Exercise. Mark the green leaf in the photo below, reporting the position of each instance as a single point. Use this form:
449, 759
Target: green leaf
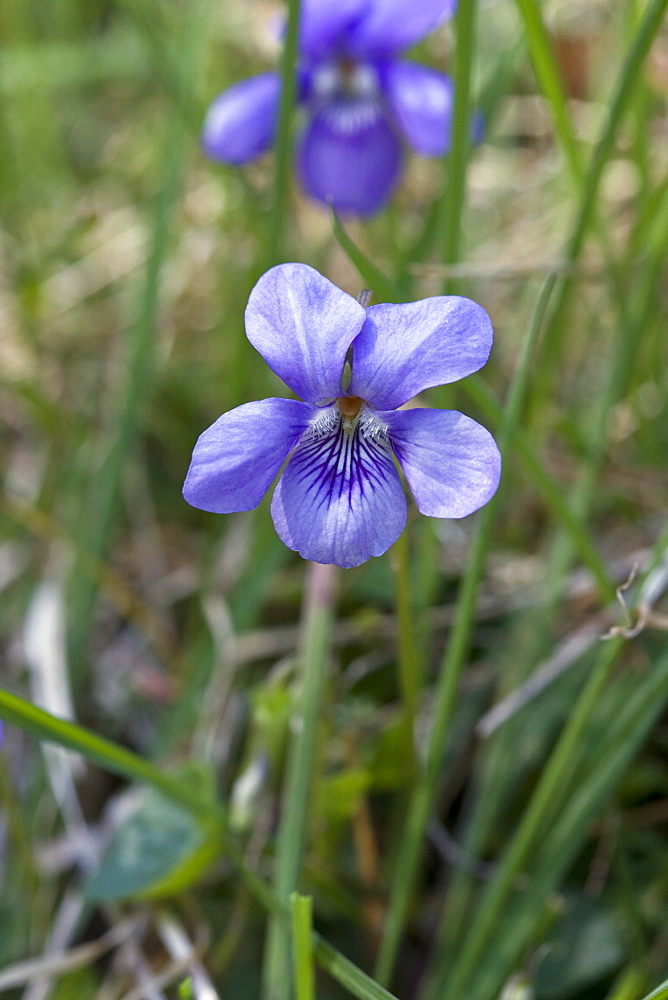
585, 947
160, 850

======

**TASK**
Copy the records exactly as they appear, excluding images.

**SOLUTION FOR THIS TASK**
Exercise. Mark the green leaf in the photo below, reporting the position of each instance as a single point. Use this form:
449, 759
Target: green leaf
585, 947
160, 850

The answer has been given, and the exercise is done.